## Aim:
Every record below should be printed exactly as given.

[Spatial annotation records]
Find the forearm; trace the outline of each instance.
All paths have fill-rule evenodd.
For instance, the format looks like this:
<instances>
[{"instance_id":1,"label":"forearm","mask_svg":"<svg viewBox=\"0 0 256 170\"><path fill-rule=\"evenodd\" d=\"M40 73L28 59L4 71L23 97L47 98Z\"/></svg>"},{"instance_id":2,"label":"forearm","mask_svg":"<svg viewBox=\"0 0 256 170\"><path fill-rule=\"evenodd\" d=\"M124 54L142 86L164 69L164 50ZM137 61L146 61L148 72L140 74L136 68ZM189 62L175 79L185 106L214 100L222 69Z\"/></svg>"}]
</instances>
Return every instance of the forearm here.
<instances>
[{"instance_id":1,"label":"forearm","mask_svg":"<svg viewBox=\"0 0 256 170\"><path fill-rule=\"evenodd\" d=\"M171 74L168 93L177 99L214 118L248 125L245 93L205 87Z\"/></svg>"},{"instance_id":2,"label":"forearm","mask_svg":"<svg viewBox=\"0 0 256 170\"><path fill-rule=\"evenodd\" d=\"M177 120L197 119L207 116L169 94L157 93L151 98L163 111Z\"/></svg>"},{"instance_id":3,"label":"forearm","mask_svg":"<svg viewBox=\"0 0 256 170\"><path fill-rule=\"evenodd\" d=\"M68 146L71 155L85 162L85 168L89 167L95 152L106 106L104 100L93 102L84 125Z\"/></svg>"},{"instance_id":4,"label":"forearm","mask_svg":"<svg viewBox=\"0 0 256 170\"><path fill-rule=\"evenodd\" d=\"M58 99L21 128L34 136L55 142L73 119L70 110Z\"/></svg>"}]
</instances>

## The completed task:
Find the forearm; trace the outline of each instance.
All paths have fill-rule evenodd.
For instance, the format looks like this:
<instances>
[{"instance_id":1,"label":"forearm","mask_svg":"<svg viewBox=\"0 0 256 170\"><path fill-rule=\"evenodd\" d=\"M40 73L28 59L4 71L23 97L47 98Z\"/></svg>"},{"instance_id":2,"label":"forearm","mask_svg":"<svg viewBox=\"0 0 256 170\"><path fill-rule=\"evenodd\" d=\"M124 54L142 86L164 69L164 50ZM137 61L146 61L148 72L140 74L136 68ZM189 62L175 79L185 106L214 100L222 69Z\"/></svg>"}]
</instances>
Return every instance of the forearm here.
<instances>
[{"instance_id":1,"label":"forearm","mask_svg":"<svg viewBox=\"0 0 256 170\"><path fill-rule=\"evenodd\" d=\"M171 74L168 93L177 99L214 118L248 125L245 93L205 87Z\"/></svg>"},{"instance_id":2,"label":"forearm","mask_svg":"<svg viewBox=\"0 0 256 170\"><path fill-rule=\"evenodd\" d=\"M177 120L197 119L207 116L169 94L157 93L151 98L163 111Z\"/></svg>"},{"instance_id":3,"label":"forearm","mask_svg":"<svg viewBox=\"0 0 256 170\"><path fill-rule=\"evenodd\" d=\"M68 146L71 155L85 162L85 168L89 167L95 152L106 106L104 100L93 102L84 125Z\"/></svg>"},{"instance_id":4,"label":"forearm","mask_svg":"<svg viewBox=\"0 0 256 170\"><path fill-rule=\"evenodd\" d=\"M58 99L21 128L34 136L55 142L73 119L70 110Z\"/></svg>"}]
</instances>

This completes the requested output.